**Task data:**
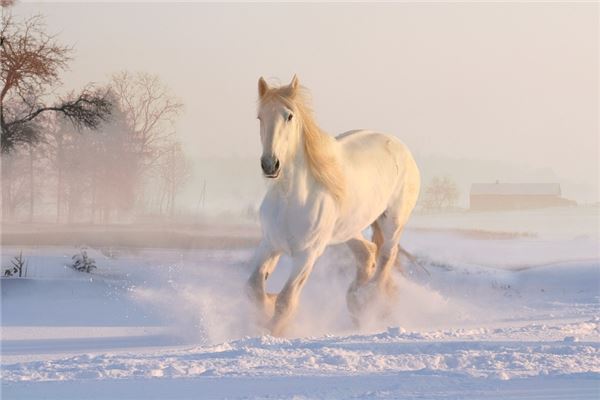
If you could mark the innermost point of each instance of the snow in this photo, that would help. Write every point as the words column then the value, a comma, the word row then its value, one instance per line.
column 498, row 317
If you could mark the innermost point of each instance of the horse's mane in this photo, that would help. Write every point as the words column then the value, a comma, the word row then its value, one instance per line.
column 319, row 147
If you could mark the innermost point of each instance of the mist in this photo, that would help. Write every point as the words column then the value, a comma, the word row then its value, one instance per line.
column 481, row 93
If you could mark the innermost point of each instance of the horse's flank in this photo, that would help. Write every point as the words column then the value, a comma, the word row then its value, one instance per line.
column 319, row 148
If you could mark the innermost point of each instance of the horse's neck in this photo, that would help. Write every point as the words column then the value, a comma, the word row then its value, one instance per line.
column 297, row 179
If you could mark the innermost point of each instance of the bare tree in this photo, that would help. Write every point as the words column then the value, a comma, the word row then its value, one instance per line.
column 441, row 193
column 31, row 62
column 151, row 110
column 174, row 172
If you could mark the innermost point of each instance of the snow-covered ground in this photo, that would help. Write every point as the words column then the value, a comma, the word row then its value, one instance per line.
column 498, row 316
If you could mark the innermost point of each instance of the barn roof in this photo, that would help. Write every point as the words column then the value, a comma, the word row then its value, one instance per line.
column 516, row 189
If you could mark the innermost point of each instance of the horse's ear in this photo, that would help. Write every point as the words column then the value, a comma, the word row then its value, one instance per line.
column 295, row 83
column 262, row 87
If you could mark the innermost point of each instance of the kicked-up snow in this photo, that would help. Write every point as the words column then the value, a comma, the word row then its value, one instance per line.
column 490, row 320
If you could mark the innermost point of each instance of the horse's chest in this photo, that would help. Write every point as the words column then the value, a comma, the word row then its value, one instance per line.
column 292, row 225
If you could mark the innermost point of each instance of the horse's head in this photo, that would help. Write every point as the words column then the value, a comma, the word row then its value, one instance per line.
column 279, row 125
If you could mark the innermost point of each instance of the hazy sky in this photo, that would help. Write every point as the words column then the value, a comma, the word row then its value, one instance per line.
column 464, row 85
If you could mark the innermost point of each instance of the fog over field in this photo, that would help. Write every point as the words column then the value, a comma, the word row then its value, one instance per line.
column 479, row 92
column 132, row 181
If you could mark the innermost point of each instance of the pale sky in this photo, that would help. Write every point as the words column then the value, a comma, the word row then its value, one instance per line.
column 473, row 89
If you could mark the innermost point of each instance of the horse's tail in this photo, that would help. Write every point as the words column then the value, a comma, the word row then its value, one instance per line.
column 411, row 258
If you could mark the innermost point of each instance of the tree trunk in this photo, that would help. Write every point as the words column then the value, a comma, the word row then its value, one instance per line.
column 31, row 182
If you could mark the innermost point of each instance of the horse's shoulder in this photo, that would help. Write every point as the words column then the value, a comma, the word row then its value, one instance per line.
column 352, row 134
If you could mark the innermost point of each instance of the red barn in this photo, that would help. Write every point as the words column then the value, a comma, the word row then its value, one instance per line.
column 514, row 196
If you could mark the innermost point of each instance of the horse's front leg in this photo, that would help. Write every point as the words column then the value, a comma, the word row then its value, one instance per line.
column 264, row 262
column 287, row 300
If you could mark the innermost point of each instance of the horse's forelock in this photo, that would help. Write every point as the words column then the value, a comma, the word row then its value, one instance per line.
column 318, row 146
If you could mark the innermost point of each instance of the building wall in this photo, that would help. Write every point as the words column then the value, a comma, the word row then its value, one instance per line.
column 514, row 202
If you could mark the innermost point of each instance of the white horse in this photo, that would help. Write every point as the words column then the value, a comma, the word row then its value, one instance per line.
column 324, row 191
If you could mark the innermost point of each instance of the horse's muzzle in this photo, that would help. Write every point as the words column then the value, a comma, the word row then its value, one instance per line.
column 270, row 166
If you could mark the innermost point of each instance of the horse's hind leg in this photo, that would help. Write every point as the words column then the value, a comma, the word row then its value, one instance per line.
column 365, row 253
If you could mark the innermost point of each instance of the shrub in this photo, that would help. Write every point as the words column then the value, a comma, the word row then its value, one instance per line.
column 82, row 262
column 18, row 267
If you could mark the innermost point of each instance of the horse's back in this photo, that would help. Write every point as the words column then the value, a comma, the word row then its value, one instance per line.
column 382, row 175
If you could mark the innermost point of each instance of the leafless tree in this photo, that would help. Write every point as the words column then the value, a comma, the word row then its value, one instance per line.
column 32, row 61
column 441, row 193
column 151, row 110
column 6, row 3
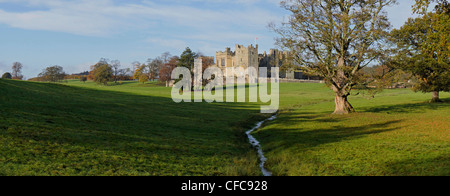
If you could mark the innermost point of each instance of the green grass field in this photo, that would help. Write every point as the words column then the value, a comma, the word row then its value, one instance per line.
column 136, row 129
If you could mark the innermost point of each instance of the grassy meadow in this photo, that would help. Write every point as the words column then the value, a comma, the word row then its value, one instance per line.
column 80, row 128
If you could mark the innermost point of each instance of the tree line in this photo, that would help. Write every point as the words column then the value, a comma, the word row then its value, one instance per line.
column 106, row 71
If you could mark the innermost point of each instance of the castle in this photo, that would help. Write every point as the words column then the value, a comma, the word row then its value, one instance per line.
column 246, row 57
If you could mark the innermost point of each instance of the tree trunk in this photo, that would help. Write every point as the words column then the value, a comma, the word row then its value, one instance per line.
column 342, row 105
column 435, row 97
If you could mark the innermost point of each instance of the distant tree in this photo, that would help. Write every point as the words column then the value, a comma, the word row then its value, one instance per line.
column 83, row 79
column 421, row 6
column 187, row 59
column 7, row 75
column 143, row 78
column 165, row 73
column 165, row 57
column 52, row 74
column 17, row 70
column 123, row 74
column 153, row 66
column 335, row 40
column 102, row 72
column 423, row 48
column 139, row 71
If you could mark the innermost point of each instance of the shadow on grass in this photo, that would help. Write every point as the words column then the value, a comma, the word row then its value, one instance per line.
column 409, row 108
column 437, row 166
column 306, row 139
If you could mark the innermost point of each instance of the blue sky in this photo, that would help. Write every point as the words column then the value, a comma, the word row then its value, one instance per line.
column 77, row 33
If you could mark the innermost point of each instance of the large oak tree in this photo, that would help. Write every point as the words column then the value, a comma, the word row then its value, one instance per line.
column 335, row 39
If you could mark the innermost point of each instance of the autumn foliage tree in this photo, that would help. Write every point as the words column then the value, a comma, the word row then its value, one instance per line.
column 17, row 71
column 140, row 73
column 165, row 72
column 52, row 74
column 335, row 39
column 423, row 48
column 102, row 73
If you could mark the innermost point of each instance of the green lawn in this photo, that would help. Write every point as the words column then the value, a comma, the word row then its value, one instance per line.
column 131, row 129
column 397, row 133
column 136, row 129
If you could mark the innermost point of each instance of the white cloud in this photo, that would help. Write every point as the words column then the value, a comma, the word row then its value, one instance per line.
column 104, row 17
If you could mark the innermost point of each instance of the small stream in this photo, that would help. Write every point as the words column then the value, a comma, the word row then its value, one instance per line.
column 255, row 143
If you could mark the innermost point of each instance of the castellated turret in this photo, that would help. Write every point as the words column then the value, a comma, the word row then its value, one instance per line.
column 242, row 57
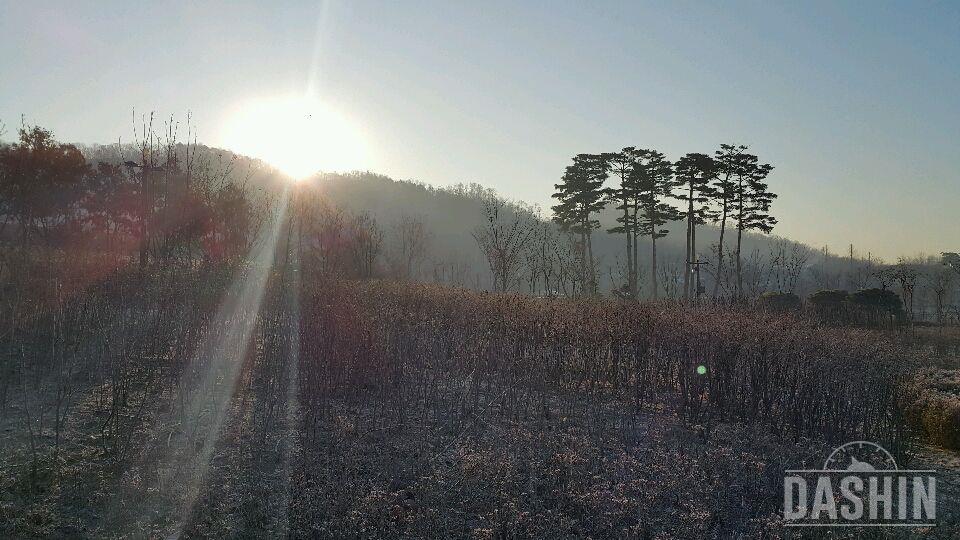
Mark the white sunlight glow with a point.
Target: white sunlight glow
(299, 136)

**Exercise brief:**
Copy every record verbatim while leaving each picture out.

**Answer box:**
If you could mark the innermost point of each instance of the snow in this photo, that would help. Write every point as the words column then the value, a comma, the word row then its value, one instance per line.
column 498, row 317
If you could mark the innermost point of each instance of the horse's mane in this photo, that would help. Write every point as the words column then the value, a comma, the word row then its value, one instance per line.
column 319, row 147
If you could mark the innermost point of each instance of the mist in this photo, that would help. Write every point as the words column then the value, a comma, the word row then its value, one instance per line.
column 481, row 93
If you could mark the innermost point of each instance of the horse's flank in this photo, that would help. Write every point as the words column then the value, a comma, the word row then its value, one instance per line.
column 319, row 148
If you could mark the innermost point of each instance of the horse's neck in this photo, that would help. Write every point as the words column then the value, a comma, the word row then its value, one instance per line.
column 297, row 179
If you could mark the innermost point of each instance of the bare tree in this photo, that would help. Write every point as the words column then the value, a comma, the word row then its value, one instance per line.
column 441, row 193
column 31, row 62
column 151, row 110
column 174, row 172
If you could mark the innermost point of each instance of the snow-covered ground in this photo, that would help. Write every point as the words column then the value, a comma, the word row then its value, one instance per line.
column 498, row 316
If you could mark the innermost point of each instance of the barn roof in this photo, that would help. Write every point as the words column then the value, a comma, the word row then its value, one instance per line.
column 516, row 189
If you could mark the innermost point of each instance of the horse's ear in this photo, that would help. Write every point as the words column then the value, a comma, the word row then its value, one instance per line.
column 295, row 83
column 262, row 87
If you could mark the innermost point of each instance of the kicked-up snow in this photo, that would help. Write every point as the words column then the value, a comma, the word row then its value, one instance per line.
column 490, row 320
If you could mark the innermost point of each instance of the horse's chest in this photo, that would help. Write every point as the words column then the value, a comma, the word row then its value, one instance per line.
column 292, row 225
If you could mark the innermost point of each instance of the horse's head in this photo, that would help. Write every point as the words column then the value, a comma, the word row then its value, one instance per line.
column 279, row 125
If you could mark the innermost point of each instance of the hazy sky in this photo, that would help. Write every point as the words column then the value, a comma, the word row then its value, one instance per line.
column 464, row 85
If you could mark the innermost point of each instance of the fog over field in this photo, that would help. Write every point as the words column then the value, a comma, the word row then its value, one instance per line.
column 479, row 92
column 132, row 181
If you could mark the innermost point of each instance of the pale sky in this photo, that would help. Write every point as the words column then the value, a comma, the word row then its value, one instance per line.
column 473, row 89
If you could mark the innermost point of each instance of the horse's tail in this photo, that would help. Write every point as the words column then the value, a comma, the word row then its value, one instance per line.
column 411, row 258
If you could mark the innermost point of each instance of the tree trunk in this photo, that would help. Write every point as the words column then the value, a comma, the word row then its value, one instance per line.
column 31, row 182
If you could mark the innermost point of each instance of the horse's shoulder in this photo, that would help. Write every point as the words column then the value, a comma, the word row then its value, one instance per line.
column 352, row 134
If you could mark the innermost point of each instance of the red barn in this photo, that would help. Write every point as the words column then the value, a comma, the word row then its value, one instance per line.
column 514, row 196
If you could mark the innermost point of each instance of the horse's front leg in this photo, that would help. Write every point as the words column then the value, a comma, the word row then its value, one instance per line.
column 264, row 262
column 287, row 300
If you could mark the innermost point of each instance of the horse's forelock in this photo, that would help. Write every point as the words column then the value, a comma, the word row then its value, one instance per line.
column 318, row 146
If you could mark the innermost point of each instance of the building wall in this photo, that would help. Write every point as the words column then the value, a comma, the word row then its value, one instance per line.
column 514, row 202
If you could mark the innermost point of each instance of the white horse in this photo, that would help. Write every point as the words column then the value, a comma, the word row then its value, one instance per line.
column 324, row 191
If you could mark the innermost point of each instance of the horse's muzzle in this photo, that would help. Write every point as the words column then the value, a comma, the word row then its value, one instance per line.
column 270, row 166
If you could mark the innermost point of each instance of the horse's hind leg in this photo, that would help. Write every point as the words column then the value, a comma, the word row then its value, one instance per line.
column 365, row 253
If you could mark the innermost point of each instance of the shrub in this photo, that would help. Write every point as the words column then the value, a comma, the word row then its value, one instance per line.
column 82, row 262
column 18, row 267
If you could mark the innermost point of each instance of the horse's back in this photo, that would help. Write every point as the words column then the value, a comma, the word row then its value, one instance per line.
column 382, row 175
If you could mark the innermost point of each instance of the leafless tree in this photo, that would help. Write every point as the words column then the value, a comma, the word row then its value, one instance per line.
column 32, row 61
column 441, row 193
column 151, row 110
column 6, row 3
If you could mark the innermost point of each instance of the green grass field in this photo, that would help. Write every point as the words column then the value, a comma, the word row then its value, one instance per line.
column 136, row 129
If you could mark the innermost point of each instance of the grassy meadow in this photo, that would help. Write every point as the words column then the value, a comma, the word row then its value, one instance per line.
column 80, row 128
If you could mark the innermost point of each instance of the tree line in this photo, that would help. Write every point as the words column then the value, a comma, the word row then its value, one instance per line.
column 106, row 71
If you could mark the innermost point of each instance of the castle in this photo, that would help. Write every point as the words column then the value, a comma, the word row then its value, one instance per line.
column 246, row 57
If you could mark the innermost point of each instance of the tree trunk in this photo, that would help. Write every point as the words column then the value, a comma, the word row then its value, one instance per line.
column 342, row 105
column 435, row 97
If you could mark the innermost point of each instance of the distant tree in this photo, that would help. Write every point as the words column then the value, a comma, the word row then its value, one instance per line.
column 83, row 79
column 421, row 6
column 187, row 59
column 7, row 75
column 143, row 78
column 165, row 73
column 165, row 57
column 52, row 74
column 17, row 70
column 123, row 74
column 153, row 66
column 335, row 40
column 102, row 72
column 423, row 48
column 139, row 71
If you could mark the innermost point of each instance of the shadow on grass in this photo, that would help. Write every point as the words column then the value, a comma, the word row then its value, one instance per line.
column 409, row 108
column 437, row 166
column 306, row 139
If you could mark the innermost point of each instance of the blue sky in this photo, that would help. Write every point as the words column then the value, a comma, the word row then its value, one instance per line.
column 77, row 33
If you could mark the innermost point of each instance of the large oak tree in this photo, that would help. Write every point as the words column then the value, a comma, the word row then its value, one instance per line.
column 335, row 39
If you could mark the innermost point of each instance of the autumn foliage tree in this photo, that would help. Write every point as the words column then the value, a comma, the word row then its value, one instance per line.
column 17, row 71
column 140, row 73
column 165, row 72
column 52, row 74
column 335, row 39
column 423, row 48
column 102, row 73
If you could mark the innermost point of each instance of the green lawn in this photo, that would help. Write every point as the words column then the value, a comma, the word row then its value, one instance per line.
column 131, row 129
column 397, row 133
column 136, row 129
If you could mark the innermost point of each instance of the white cloud in this photo, that would help. Write every point as the words column then the value, a comma, the word row then its value, one instance per line.
column 104, row 17
If you could mark the innermost point of each instance of the small stream in this photo, that would help. Write every point as the words column then the value, a comma, the word row then its value, one instance per line.
column 255, row 143
If you could mark the innermost point of each instance of the castellated turret in this photo, that would help. Write every point as the words column then the value, a comma, the word row then its value, one instance per line.
column 242, row 57
Mark the white sunlight glow with a point.
Target: white sunlight glow
(299, 136)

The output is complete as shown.